ABOUT THIS EXERCISE → The response should contain all of the data below, reproduced exactly, and no pictures.

-- LISTED ENTRIES follows --

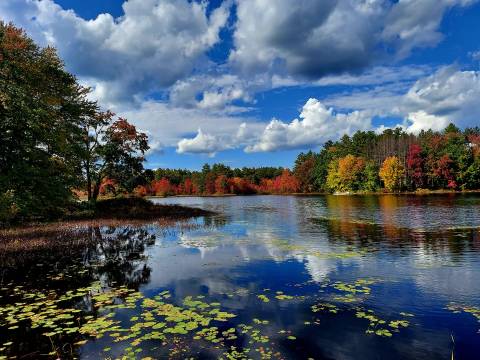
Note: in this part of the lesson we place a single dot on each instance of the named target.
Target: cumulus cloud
(202, 143)
(212, 92)
(433, 101)
(151, 46)
(316, 38)
(316, 125)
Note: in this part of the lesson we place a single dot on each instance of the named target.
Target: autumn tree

-- LISTED ENTRIES concluded --

FINAL ANSWER →
Note: in this part of the lesson we place a single dot on each instance of the named target.
Target: cumulus cloud
(202, 143)
(212, 92)
(433, 101)
(151, 46)
(316, 38)
(316, 125)
Note: in this part of the lesson we place a single dot on each instance of the named target.
Target: autumn tree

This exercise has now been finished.